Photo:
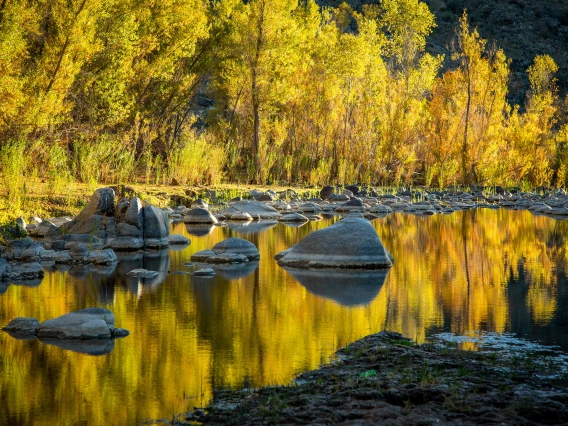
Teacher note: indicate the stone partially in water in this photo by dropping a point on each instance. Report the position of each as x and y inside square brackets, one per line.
[205, 272]
[177, 239]
[199, 216]
[293, 217]
[350, 243]
[89, 323]
[238, 246]
[142, 273]
[256, 209]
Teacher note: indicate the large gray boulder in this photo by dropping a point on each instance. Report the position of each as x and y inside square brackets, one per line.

**PROBLEM**
All of the records need repeating exactly, except for the pictures.

**RESULT OF THIS EXERCISE**
Photo:
Teacher note: indicate the stone partially in water in this photo by dropping a point on each instance. Report the position of each as x and y inside square brackets, one per line.
[205, 272]
[177, 239]
[199, 216]
[293, 217]
[350, 243]
[89, 323]
[238, 246]
[142, 273]
[256, 209]
Teacher note: indicate the large gray boulder in this photo by dropping a point on each instance. Report the position of each as x and y inside square brackets, one per line.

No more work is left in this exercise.